Your goal:
All of the data that follows is to be printed exactly, without pictures.

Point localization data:
===

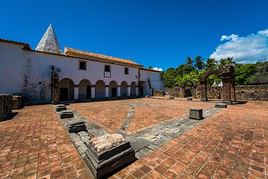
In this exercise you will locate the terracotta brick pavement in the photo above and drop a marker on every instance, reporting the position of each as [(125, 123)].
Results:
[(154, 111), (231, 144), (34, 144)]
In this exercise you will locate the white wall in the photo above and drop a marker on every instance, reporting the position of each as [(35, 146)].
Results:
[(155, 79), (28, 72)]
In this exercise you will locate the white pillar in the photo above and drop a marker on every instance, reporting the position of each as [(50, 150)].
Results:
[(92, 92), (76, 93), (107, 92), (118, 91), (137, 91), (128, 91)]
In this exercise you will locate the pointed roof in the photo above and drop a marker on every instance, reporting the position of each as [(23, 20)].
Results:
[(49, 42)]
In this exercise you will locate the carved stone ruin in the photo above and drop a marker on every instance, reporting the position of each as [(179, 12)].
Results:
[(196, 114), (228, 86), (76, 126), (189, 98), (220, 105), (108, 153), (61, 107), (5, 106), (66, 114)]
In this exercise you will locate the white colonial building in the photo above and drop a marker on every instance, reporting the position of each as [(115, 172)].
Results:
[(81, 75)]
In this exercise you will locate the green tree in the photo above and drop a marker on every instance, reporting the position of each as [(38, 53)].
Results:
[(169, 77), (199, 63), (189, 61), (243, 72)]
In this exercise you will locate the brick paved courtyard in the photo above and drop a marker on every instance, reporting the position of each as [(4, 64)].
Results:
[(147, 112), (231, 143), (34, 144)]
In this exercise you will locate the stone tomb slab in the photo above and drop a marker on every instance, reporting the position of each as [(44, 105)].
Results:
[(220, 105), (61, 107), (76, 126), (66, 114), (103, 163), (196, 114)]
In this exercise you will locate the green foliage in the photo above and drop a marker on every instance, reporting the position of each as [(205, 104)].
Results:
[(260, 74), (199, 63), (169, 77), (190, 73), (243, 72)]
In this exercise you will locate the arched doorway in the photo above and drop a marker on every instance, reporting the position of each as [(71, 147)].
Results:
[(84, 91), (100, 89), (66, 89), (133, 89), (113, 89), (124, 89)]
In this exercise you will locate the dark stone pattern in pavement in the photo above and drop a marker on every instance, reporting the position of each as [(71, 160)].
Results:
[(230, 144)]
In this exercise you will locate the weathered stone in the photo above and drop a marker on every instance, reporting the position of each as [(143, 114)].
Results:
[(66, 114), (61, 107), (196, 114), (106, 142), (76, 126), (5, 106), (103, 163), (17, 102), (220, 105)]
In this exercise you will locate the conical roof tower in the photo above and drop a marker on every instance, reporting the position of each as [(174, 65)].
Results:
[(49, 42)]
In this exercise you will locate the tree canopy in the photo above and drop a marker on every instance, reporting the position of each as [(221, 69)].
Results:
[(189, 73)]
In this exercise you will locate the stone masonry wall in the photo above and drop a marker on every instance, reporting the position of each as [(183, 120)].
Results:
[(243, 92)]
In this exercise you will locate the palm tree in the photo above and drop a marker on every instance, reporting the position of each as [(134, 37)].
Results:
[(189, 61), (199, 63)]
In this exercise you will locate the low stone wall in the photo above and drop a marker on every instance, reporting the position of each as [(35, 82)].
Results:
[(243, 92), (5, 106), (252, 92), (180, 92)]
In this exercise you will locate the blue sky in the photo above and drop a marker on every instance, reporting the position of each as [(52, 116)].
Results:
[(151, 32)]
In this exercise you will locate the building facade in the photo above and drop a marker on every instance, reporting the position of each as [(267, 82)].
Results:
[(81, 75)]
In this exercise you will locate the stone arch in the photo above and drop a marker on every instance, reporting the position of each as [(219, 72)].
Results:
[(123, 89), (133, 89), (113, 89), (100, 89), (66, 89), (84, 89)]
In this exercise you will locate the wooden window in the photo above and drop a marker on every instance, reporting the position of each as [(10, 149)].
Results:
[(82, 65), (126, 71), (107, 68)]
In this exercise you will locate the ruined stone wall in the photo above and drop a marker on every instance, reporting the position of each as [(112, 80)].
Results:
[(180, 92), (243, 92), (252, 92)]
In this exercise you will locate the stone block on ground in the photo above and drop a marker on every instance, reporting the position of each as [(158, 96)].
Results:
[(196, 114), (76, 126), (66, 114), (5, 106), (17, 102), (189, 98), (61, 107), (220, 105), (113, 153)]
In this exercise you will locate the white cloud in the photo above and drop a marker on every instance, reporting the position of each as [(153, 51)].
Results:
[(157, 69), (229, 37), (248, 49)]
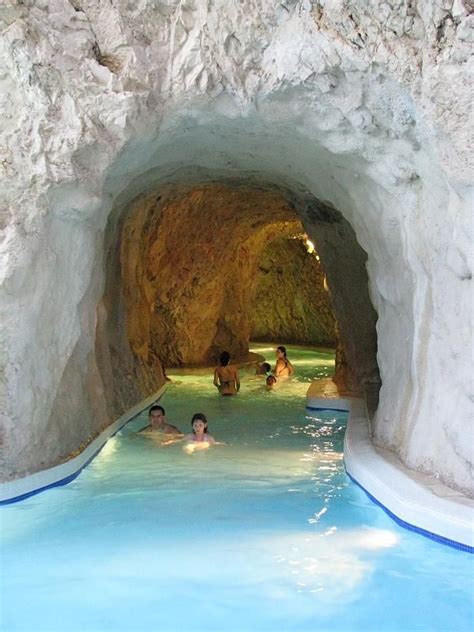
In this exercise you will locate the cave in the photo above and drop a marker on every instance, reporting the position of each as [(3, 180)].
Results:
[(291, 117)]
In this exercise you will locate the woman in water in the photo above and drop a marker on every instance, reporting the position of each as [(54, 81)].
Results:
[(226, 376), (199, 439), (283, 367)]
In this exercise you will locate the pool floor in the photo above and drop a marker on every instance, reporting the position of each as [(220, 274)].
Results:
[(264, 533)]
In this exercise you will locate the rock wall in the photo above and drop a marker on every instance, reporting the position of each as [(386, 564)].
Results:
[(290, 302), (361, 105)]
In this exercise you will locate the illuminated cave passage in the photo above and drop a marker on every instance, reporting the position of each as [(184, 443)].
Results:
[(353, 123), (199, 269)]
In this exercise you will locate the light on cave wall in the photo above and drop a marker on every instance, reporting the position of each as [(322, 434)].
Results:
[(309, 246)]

===

Solution below:
In this exercise you will locate the terracotta brick pavement in the photo above and drop a marker on every instance, reporting the position of each as [(125, 123)].
Results:
[(154, 111), (231, 144), (34, 144)]
In this exercise you will locate the white wall in the photo above and drop a marker on every instance, reporting the position of each as [(35, 146)].
Results:
[(155, 79), (28, 72)]
In this exercise you will locate the white pillar in the photo above and drop a marker on every instance, reporting the position of each as [(50, 150)].
Results:
[(92, 92), (76, 93), (107, 92), (118, 91), (137, 91), (128, 91)]
In this exercise you will locate the pointed roof in the photo above and drop a marker on every instance, reporting the position of each as [(23, 20)].
Results:
[(49, 42)]
In this exercise you will locate the carved stone ruin in the photo above and drop a marker on every instance, reporting the position of each as [(179, 12)].
Results:
[(196, 114), (228, 86), (76, 126), (189, 98), (220, 105), (108, 153), (61, 107), (5, 106), (66, 114)]
In this exercise you will locate the white colonial building in the photo above and drop a marker on every instance, reporting the position of each as [(115, 172)].
Results:
[(81, 75)]
In this exercise you will locate the green tree in the photo above and drop a marker on every instance, reporting the position of each as [(38, 53)].
Results:
[(169, 77), (199, 63), (189, 61), (243, 72)]
In this exercise you will locate the brick paved courtyard in the photo above and drop a marker on every instance, reporting the position of each as [(4, 64)].
Results:
[(147, 112), (231, 143), (34, 144)]
In this exercise you will locate the stone tomb slab in the photo above and drop a marker on every instance, reporting the position of each as [(44, 105)].
Results:
[(220, 105), (61, 107), (76, 126), (66, 114), (103, 163), (196, 114)]
In this exercise you will locate the green foliage in the photo above and drop a marker on every instance, reporting the position of each as [(205, 104)].
Results:
[(260, 74), (199, 63), (169, 77), (190, 73), (243, 72)]
In this exercise you will locate the arched doorway in the photo above and drop a marker on every instance, reporting the position of each as [(71, 147)].
Results:
[(84, 91), (100, 89), (66, 89), (133, 89), (113, 89), (124, 89)]
In this exercise you will locate the dark stone pattern in pavement in the photo above and drop a marker on every instance, reporting the position of each as [(71, 160)].
Results:
[(230, 144)]
In this exercise you will locate the weathered stone in the photo above and drop a marker on every instance, reporting the position of each as [(143, 114)].
Results:
[(66, 114), (61, 107), (196, 114), (106, 142), (76, 126), (5, 106), (103, 163), (17, 102), (220, 105)]
In this exercise you will locate the conical roof tower in the photo above and drop a marker on every instance, reporting the position of each as [(174, 65)].
Results:
[(49, 42)]
In this exercise you will locate the tree canopy in the photo above and drop a marker on every instance, reporting the position of each as [(221, 69)].
Results:
[(189, 73)]
In this exercise you will locate the stone masonry wall in the photo above and drop a marker on every instance, reporting the position of each as [(183, 120)].
Results:
[(243, 92)]
In this exercise you will locate the palm tree in the photo above and drop a marker on every instance, reporting the position of each as [(134, 37)].
Results:
[(189, 61), (199, 63)]
In this exercise you will locate the low stone wall in the photo above and drop a marker on every instance, reporting the position of each as [(35, 82)].
Results:
[(243, 92), (5, 106), (252, 92), (180, 92)]
In this exercise you will locate the blue sky in the photo above and drop a marker on every instance, reporting the position of each as [(52, 116)].
Results:
[(151, 32)]
In this exercise you will locate the building facade in the photo above and drop a marker on every instance, reporting the position of each as [(267, 82)].
Results:
[(81, 75)]
In this exercise you will locate the stone arch in the photo above and drop a marker on every instance, reporting the position of each as [(219, 72)].
Results:
[(123, 89), (133, 89), (113, 89), (100, 89), (66, 89), (84, 89)]
In this exercise you will locate the wooden window in the photo above and drop a marker on every instance, reporting the position of each as [(10, 149)].
Results:
[(82, 65), (126, 71), (107, 68)]
In this exercise you will locate the ruined stone wall in the photo above and drop a marker on every instance, reporting the position of each as [(112, 80)].
Results:
[(180, 92), (243, 92), (252, 92)]
In this exercise you will locate the stone block on ground in the photo above and drop a marker on every instance, reporting the position of each as [(158, 96)].
Results:
[(196, 114), (76, 126), (66, 114), (5, 106), (17, 102), (189, 98), (61, 107), (220, 105), (113, 153)]
In this exercise you will locate the white cloud in the photo above and drop a marker on every instance, reporting the position of each as [(153, 51)].
Results:
[(157, 69), (229, 37), (248, 49)]
In this exercise you will locate the cave in the photo above and drop a marker on every instance, reporting the position of each as [(3, 180)].
Results:
[(291, 117)]
In this exercise you will locate the woman in water in the photo above and drop a marker on every instance, reporting the position of each as [(54, 81)].
Results:
[(226, 376), (199, 439), (283, 367)]
In this exercise you will locate the pool floor in the photo above and drop a marker on every instance, reporting the position of each as [(220, 274)].
Results:
[(264, 533)]
In this exercise you will locate the rock wall in the photo above and drop a marker on every instance, reporting the position of each as [(386, 564)].
Results:
[(290, 302), (361, 105)]
In this exercise you will locate the illuminated cave passage in the photo above and drop a marker on every instance, reporting the position of each as [(184, 443)].
Results:
[(353, 123), (199, 269)]
In this exercise you will locate the light on cave wall in the photo above and drop a marker on every instance, reporting the position of each as [(322, 434)].
Results:
[(309, 246)]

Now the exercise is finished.